• EXERCICE 1: Dans l'extrait du débat, quels articles régissant le secteur culturel ont été supprimés ?
• EXERCICE 2: Recopiez, s'il vous plaît, le passage de l'extrait du débat qui va de « M. Roland Courteau. C’est vrai ! » à « Dini applaudit également.) ».
___ EXTRAIT DU DOCUMENT ___
Car si l’égalité des droits est inscrite au préambule de notre Constitution, l’égalité effective reste à construire, encore et toujours.

J’aimerais terminer mon propos en insistant sur la fierté que nous pouvons ressentir en voyant notre pays réaffirmer, par ce projet de loi, son ambition d’une société plus juste et plus égalitaire,...

M. Roland Courteau. C’est vrai !

Mme Michelle Meunier, rapporteur pour avis. ... une ambition qui s’accompagne de moyens et de leviers très concrets.

M. Roland Courteau. C’est également vrai !

Mme Michelle Meunier, rapporteur pour avis. Nous le savons bien, l’égalité réelle ne se décrète pas, elle se construit. Ce projet de loi apporte une pierre importante à l’édifice. (Applaudissements sur les travées du groupe socialiste et du groupe CRC. – Mme Muguette Dini applaudit également.)

Mme la présidente. La parole est à Mme la présidente de la délégation aux droits des femmes.

Mme Brigitte Gonthier-Maurin, présidente de la délégation aux droits des femmes et à l’égalité des chances entre les hommes et les femmes. Madame la présidente, madame la ministre, mes chers collègues, au terme de la première lecture à l’Assemblée nationale, le 28 janvier dernier, du projet de loi que nous examinons aujourd’hui, certaines dispositions du texte modifié par les députés transcrivaient des recommandations formulées, notamment, par notre délégation, et je ne pouvais que m’en réjouir.

Je considérais, alors, que l’examen par l’Assemblée nationale avait permis de faire avancer la place des femmes, en particulier dans le secteur culturel et, également, au regard de l’objectif de représentativité équilibrée dans les conseils d’administration des établissements publics. Ces dispositions, sur lesquelles je vais revenir dans quelques instants, traduisaient des recommandations formulées par la délégation aux droits des femmes et à l’égalité des chances entre les hommes et les femmes de notre assemblée et prolongeaient donc le travail engagé par notre délégation.

Le texte résultant des travaux de la commission des lois du Sénat connaît des évolutions notables.

Certaines de ces évolutions sont confortées, et je m’en félicite. En revanche, d’autres ont été supprimées. Aussi, je souhaite revenir sur ces suppressions et poursuivre le dialogue constructif et harmonieux qui a présidé à nos débats depuis le début de l’examen de ce projet de loi.

Je regrette, en premier lieu, que les articles 16 bis, 18 B et 22 quinquies, qui régissent le secteur culturel, aient été supprimés.

Vous le savez, notre délégation a consacré, l’année dernière, une importante part de ses travaux à la place des femmes dans le secteur de la culture. 

Les procédés d’invisibilisation des femmes à l’œuvre dans ce secteur hautement symbolique appellent des réponses fermes et des actes concrets.

En prévoyant, à l’article 22 quinquies, la création d’un observatoire de l’égalité entre les hommes et les femmes dans la culture et la communication, placé auprès du ministre chargé de la culture, les députés consacraient dans la loi l’existence de l’état des lieux sur la place des femmes établi annuellement par ce ministère.
___ LIGNES DE DONNÉES ___
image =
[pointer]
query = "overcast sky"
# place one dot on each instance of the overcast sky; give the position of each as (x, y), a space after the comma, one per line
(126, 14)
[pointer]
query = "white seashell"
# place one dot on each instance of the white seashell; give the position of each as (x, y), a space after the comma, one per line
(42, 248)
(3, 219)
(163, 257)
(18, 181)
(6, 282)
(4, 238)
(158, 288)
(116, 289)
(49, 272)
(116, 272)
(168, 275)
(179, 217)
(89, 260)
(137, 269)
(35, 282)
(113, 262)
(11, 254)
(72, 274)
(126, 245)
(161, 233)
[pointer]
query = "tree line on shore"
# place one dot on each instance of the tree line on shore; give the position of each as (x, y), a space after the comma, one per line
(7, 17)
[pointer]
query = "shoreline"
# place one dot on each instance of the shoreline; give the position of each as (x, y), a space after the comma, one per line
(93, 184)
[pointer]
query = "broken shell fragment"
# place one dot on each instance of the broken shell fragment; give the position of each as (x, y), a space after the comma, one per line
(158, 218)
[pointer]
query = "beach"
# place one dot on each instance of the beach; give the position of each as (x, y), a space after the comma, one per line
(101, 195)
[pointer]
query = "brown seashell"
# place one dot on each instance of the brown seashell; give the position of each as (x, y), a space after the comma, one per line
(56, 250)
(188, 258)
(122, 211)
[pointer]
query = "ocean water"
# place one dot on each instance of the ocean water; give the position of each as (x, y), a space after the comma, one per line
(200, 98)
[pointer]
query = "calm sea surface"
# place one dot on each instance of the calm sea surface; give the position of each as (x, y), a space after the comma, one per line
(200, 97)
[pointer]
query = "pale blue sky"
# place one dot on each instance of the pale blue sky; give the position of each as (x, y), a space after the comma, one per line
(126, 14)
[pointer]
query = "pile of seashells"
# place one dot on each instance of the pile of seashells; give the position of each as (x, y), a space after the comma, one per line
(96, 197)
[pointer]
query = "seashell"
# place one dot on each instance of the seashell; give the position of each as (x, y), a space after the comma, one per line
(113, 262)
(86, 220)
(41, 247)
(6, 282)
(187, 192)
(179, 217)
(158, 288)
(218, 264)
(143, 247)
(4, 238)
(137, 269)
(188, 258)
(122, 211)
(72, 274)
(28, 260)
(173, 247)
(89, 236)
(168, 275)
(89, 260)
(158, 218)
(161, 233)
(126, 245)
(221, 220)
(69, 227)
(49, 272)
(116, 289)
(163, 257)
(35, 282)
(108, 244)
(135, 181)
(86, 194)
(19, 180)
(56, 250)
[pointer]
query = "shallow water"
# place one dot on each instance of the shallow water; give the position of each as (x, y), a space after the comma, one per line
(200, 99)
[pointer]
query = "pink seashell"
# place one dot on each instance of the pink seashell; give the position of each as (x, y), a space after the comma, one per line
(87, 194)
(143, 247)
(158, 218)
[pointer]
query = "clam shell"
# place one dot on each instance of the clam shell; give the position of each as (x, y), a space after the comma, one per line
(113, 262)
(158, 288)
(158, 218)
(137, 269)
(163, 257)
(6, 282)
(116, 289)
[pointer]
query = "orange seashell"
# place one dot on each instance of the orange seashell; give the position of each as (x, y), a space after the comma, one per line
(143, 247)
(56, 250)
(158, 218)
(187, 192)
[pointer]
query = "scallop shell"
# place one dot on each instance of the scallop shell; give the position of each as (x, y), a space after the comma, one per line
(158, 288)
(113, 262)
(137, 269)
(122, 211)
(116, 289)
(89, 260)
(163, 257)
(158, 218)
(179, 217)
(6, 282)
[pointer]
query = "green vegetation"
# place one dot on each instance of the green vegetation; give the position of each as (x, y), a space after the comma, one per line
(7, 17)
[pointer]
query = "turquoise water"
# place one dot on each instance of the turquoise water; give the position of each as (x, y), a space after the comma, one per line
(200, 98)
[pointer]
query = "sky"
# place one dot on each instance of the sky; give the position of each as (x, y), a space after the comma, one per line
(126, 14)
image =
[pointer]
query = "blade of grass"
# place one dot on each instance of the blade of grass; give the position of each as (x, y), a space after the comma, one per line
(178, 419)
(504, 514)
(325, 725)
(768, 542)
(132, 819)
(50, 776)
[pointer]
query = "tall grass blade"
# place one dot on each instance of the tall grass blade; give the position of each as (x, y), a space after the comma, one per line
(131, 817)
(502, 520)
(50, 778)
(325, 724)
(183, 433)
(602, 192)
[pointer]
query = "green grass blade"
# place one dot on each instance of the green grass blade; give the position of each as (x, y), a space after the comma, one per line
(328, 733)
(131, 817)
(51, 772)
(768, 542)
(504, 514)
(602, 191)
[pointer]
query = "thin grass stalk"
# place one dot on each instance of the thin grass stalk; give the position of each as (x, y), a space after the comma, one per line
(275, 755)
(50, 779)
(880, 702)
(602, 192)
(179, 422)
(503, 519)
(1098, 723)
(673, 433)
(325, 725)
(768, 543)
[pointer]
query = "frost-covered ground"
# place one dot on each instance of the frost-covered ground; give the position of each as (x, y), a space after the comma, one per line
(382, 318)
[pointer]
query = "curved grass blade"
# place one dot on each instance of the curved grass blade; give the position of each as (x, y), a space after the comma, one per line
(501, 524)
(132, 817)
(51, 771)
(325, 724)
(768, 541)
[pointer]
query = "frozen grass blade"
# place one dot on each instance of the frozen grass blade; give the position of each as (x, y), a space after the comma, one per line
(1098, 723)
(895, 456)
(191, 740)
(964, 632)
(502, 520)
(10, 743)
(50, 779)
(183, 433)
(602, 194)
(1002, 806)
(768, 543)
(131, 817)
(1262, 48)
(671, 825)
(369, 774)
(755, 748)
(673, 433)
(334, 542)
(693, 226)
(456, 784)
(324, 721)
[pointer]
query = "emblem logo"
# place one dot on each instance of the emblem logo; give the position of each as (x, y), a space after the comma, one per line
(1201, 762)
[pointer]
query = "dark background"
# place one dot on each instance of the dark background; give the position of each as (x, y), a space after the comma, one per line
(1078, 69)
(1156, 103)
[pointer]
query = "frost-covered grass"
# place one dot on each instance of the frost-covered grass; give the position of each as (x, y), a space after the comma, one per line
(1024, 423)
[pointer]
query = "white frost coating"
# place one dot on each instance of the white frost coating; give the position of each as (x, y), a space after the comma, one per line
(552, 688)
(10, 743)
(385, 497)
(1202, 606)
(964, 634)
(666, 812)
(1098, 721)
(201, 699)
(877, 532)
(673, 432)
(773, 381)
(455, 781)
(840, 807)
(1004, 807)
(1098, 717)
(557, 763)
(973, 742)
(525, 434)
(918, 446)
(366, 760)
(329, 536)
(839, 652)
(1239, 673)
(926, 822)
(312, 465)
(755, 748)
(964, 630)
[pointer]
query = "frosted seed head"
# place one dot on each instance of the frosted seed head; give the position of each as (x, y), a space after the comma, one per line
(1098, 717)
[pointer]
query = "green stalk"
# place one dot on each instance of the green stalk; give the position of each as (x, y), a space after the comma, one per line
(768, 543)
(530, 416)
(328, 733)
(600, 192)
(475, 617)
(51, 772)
___
• RÉPONSE COMMENTÉE 1: Les articles 16 bis, 18 B et 22 quinquies.

• RÉPONSE COMMENTÉE 2:
M. Roland Courteau. C’est vrai !

Mme Michelle Meunier, rapporteur pour avis. ... une ambition qui s’accompagne de moyens et de leviers très concrets.

M. Roland Courteau. C’est également vrai !

Mme Michelle Meunier, rapporteur pour avis. Nous le savons bien, l’égalité réelle ne se décrète pas, elle se construit. Ce projet de loi apporte une pierre importante à l’édifice. (Applaudissements sur les travées du groupe socialiste et du groupe CRC. – Mme Muguette Dini applaudit également.)